◆ CONSIGNE 1 ◆
Recopiez à l'identique, parmi les enregistrements, les lignes allant de celle qui contient « An <instance> block » jusqu'à celle qui contient « box: [428, 0, 600, 198] », ces deux lignes comprises.

===== TEXTE SOURCE =====

Prigojine, qui était alors encore proche du président russe Vladimir Poutine a également déclaré, à l’occasion, que le règne de Traoré serait un changement très bien venu pour le pays car «le peuple du Burkina Faso était auparavant sous le joug des colonialistes, qui volaient le peuple, soutenaient les bandits, et ont causé beaucoup de torts à la population locale». Le leader de Wagner n’a fourni aucune preuve pour étayer son accusation selon laquelle les anciens «colonisateurs» français auraient soutenu les «bandits», les bandes armées et les terroristes djihadistes qui sévissent dans le pays et la région depuis des décennies, mais sa déclaration positionne sans équivoque la brigade militaire russe, alors encore privée, comme réponse au problème.
Partenaires anticoloniaux
Prigojine a qualifié le nouveau chef de «fils courageux de sa patrie».

===== DONNÉES À TRAITER =====

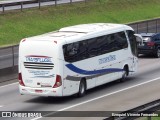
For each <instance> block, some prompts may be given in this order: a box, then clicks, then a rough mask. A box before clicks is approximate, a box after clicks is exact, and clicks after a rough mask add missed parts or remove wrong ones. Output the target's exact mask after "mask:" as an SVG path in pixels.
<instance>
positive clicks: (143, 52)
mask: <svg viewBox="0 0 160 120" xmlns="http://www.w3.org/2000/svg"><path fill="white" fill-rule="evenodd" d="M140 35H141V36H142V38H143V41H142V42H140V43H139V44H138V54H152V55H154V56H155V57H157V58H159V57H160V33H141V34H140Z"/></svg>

=====
===== DONNÉES À TRAITER =====

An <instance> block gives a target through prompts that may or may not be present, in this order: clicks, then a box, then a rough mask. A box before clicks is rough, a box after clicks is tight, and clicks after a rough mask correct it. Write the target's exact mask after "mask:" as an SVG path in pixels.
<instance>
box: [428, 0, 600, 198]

=====
===== DONNÉES À TRAITER =====

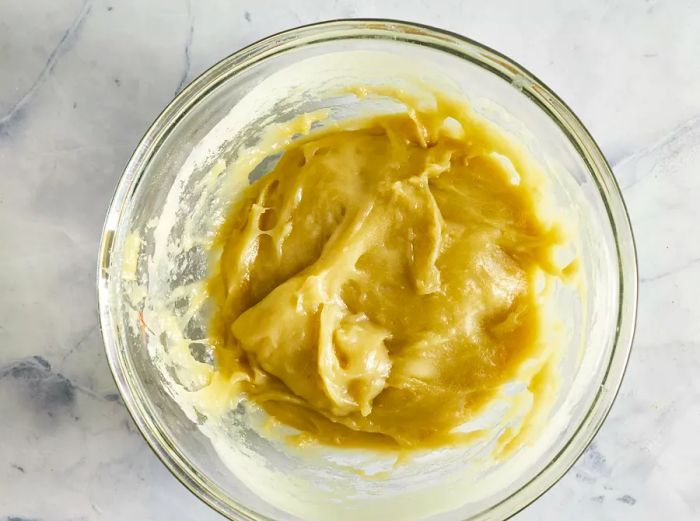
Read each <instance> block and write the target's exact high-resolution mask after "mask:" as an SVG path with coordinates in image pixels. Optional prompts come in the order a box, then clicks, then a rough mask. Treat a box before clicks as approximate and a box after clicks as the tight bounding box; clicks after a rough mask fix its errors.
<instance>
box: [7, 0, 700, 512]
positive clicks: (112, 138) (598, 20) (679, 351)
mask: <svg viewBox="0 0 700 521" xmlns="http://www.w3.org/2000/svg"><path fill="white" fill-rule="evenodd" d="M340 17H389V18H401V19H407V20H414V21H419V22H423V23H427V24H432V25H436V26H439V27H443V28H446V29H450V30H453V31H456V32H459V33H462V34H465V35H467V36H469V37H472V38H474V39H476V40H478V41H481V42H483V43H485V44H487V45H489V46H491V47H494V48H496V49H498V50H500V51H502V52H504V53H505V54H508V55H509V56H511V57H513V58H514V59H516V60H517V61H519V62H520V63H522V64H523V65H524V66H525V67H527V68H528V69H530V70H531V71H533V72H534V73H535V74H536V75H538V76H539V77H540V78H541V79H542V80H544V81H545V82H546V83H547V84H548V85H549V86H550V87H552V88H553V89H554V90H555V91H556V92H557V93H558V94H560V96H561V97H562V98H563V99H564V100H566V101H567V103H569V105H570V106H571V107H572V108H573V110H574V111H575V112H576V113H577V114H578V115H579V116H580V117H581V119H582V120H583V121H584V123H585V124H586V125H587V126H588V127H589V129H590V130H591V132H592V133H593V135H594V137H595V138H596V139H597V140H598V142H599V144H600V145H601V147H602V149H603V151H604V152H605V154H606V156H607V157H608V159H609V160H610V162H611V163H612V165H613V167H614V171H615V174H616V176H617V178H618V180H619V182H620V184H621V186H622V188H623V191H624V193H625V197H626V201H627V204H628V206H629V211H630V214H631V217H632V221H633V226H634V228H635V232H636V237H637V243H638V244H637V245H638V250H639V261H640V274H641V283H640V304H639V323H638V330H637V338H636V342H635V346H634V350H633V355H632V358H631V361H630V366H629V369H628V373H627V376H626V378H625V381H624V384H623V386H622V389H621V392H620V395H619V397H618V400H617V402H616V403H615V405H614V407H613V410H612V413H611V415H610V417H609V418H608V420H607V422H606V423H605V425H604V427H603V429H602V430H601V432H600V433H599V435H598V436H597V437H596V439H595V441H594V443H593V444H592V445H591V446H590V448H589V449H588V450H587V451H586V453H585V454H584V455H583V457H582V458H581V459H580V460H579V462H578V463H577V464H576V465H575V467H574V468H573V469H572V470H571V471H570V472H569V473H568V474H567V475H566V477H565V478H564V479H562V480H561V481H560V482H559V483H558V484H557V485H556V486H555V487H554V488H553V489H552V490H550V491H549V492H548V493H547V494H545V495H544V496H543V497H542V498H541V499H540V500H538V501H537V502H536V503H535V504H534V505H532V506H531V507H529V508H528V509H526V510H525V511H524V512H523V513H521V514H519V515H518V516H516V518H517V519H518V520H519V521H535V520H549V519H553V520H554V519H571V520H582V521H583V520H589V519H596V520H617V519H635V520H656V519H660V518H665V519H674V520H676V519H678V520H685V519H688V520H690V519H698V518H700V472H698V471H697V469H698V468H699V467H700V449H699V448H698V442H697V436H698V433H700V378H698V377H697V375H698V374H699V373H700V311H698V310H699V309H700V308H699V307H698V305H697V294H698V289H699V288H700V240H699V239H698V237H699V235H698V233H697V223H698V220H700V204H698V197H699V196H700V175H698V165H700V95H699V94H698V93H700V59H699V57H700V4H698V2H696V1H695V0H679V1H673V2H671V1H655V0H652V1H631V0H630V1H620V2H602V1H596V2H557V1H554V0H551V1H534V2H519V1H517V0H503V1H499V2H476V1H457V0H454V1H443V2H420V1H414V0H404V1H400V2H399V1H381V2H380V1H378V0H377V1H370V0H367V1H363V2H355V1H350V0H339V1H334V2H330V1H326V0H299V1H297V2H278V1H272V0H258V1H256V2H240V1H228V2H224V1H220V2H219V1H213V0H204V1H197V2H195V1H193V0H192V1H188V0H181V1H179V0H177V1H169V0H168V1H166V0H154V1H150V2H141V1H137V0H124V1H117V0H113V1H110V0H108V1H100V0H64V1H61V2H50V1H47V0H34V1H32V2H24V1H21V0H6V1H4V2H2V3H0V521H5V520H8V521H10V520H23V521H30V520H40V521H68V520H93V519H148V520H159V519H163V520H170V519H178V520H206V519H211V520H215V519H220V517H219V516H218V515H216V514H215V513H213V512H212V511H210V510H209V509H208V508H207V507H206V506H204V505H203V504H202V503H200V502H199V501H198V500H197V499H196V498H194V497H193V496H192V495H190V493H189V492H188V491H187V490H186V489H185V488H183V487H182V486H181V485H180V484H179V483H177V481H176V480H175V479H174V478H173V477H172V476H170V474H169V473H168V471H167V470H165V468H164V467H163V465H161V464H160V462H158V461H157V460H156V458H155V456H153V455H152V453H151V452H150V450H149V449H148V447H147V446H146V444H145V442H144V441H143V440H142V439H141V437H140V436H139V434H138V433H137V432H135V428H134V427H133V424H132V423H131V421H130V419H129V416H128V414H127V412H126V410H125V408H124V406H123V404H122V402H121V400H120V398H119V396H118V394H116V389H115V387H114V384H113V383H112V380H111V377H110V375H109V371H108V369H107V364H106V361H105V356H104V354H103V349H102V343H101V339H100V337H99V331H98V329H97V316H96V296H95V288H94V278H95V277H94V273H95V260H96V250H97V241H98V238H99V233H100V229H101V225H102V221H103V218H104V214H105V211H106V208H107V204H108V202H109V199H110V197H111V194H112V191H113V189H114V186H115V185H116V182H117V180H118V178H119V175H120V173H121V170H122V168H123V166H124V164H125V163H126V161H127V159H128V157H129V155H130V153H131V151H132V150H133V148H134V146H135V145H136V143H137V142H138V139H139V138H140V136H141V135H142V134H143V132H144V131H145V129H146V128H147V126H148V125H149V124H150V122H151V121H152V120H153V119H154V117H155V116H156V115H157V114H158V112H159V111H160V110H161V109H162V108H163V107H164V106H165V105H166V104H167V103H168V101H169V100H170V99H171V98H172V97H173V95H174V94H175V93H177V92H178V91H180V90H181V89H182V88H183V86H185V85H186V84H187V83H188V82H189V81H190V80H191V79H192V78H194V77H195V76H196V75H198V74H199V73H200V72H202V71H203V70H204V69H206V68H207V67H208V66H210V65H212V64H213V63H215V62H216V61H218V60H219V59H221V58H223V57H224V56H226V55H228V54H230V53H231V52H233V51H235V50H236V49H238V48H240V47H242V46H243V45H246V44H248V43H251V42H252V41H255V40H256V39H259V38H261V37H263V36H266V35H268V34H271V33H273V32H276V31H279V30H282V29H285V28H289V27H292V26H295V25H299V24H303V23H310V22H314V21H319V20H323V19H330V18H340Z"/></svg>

=====

◆ CONSIGNE 2 ◆
Reprenez le texte source depuis « Prigojine, qui était » jusqu'à « réponse au problème. », en substituant « Niger » à « Burkina Faso ».

◆ RÉPONSE 1 ◆
An <instance> block gives a target through prompts that may or may not be present, in this order: clicks, then a box, then a rough mask. A box before clicks is rough, a box after clicks is tight, and clicks after a rough mask correct it. Write the target's exact mask after "mask:" as an SVG path in pixels.
<instance>
box: [428, 0, 600, 198]

◆ RÉPONSE 2 ◆
Prigojine, qui était alors encore proche du président russe Vladimir Poutine a également déclaré, à l’occasion, que le règne de Traoré serait un changement très bien venu pour le pays car «le peuple du Niger était auparavant sous le joug des colonialistes, qui volaient le peuple, soutenaient les bandits, et ont causé beaucoup de torts à la population locale». Le leader de Wagner n’a fourni aucune preuve pour étayer son accusation selon laquelle les anciens «colonisateurs» français auraient soutenu les «bandits», les bandes armées et les terroristes djihadistes qui sévissent dans le pays et la région depuis des décennies, mais sa déclaration positionne sans équivoque la brigade militaire russe, alors encore privée, comme réponse au problème.